_Instructions:_
• a. In the article on empowerment procurement, change the passage beginning at the words "Great success for" and stopping after "researcher at Empowerdex.", replacing "stockbroker" with "brokerage firm".
• b. In the article on empowerment procurement, explain how the top three companies are ordered even though all three received maximum points for procurement.

_Study text:_
== == ==

30 March 2007 Xerox. The OriginalXerox. The Original

EMPOWERMENT FACTORS - PROCUREMENT

SA FIRMS come to the PARTY



By Larry Claasen

Great success for broad-based empowerment as top 10 companies push the bar up from last year

SA companies have come to the party when it comes to buying goods and services from black-owned or -run businesses.

The top three - stockbroker Barnard Jacobs Mellet, computer assembler Mustek and payment solutions group Compu-Clearing Outsourcing - all received maximum points for procurement. They are ranked in accordance with their overall black economic empowerment ranking, says Steven Hawes, a researcher at Empowerdex.

Hawes is pleased with the way SA companies have embraced affirmative procurement. "It's one of the biggest successes in terms of broad-based black economic empowerment," he says. "These companies have done well."

Hawes says the improvement can be seen in there being only 2,5 percentage points separating the top 10 companies.

The improvement can also be seen in the performance of the top-ranked company. Last year it was security company Command Holdings that led the way by spending 70% of its procurement on BEE companies but it is way behind the 96,8% of Barnard Jacobs Mellet for this year's leaders.

The improved performance allays the fear Empowerdex expressed last year that though there was support for affirmative procurement in corporate boardrooms, there was also concern that this commitment was not filtering down to the rest of their businesses.

== == ==

_Dataset records:_
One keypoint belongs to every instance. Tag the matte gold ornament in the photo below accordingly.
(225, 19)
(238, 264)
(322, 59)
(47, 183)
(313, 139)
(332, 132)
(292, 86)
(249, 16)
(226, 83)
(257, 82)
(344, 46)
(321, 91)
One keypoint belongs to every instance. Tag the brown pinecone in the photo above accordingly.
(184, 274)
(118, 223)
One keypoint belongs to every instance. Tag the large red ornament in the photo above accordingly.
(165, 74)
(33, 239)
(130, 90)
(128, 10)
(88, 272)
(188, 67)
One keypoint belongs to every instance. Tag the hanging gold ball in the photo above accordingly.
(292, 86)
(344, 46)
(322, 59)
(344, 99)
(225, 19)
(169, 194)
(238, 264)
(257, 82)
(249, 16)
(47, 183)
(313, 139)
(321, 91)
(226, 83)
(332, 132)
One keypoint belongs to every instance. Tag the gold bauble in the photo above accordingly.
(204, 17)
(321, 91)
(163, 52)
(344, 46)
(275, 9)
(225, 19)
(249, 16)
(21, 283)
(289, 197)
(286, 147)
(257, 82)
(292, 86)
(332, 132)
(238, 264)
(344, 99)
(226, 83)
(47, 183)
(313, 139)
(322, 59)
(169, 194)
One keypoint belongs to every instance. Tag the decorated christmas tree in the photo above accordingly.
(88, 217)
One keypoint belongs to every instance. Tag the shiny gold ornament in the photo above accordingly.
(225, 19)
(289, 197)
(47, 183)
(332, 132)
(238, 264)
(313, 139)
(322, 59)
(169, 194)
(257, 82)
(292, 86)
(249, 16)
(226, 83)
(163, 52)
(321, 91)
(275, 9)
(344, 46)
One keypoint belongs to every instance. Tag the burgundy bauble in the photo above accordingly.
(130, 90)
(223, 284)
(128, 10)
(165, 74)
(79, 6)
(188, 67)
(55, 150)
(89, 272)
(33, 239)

== == ==

_Completed exercise:_
• a.
Great success for broad-based empowerment as top 10 companies push the bar up from last year

SA companies have come to the party when it comes to buying goods and services from black-owned or -run businesses.

The top three - brokerage firm Barnard Jacobs Mellet, computer assembler Mustek and payment solutions group Compu-Clearing Outsourcing - all received maximum points for procurement. They are ranked in accordance with their overall black economic empowerment ranking, says Steven Hawes, a researcher at Empowerdex.

• b. Because all three received maximum points for procurement, they are ordered by their overall black economic empowerment ranking. Steven Hawes, a researcher at Empowerdex, says this.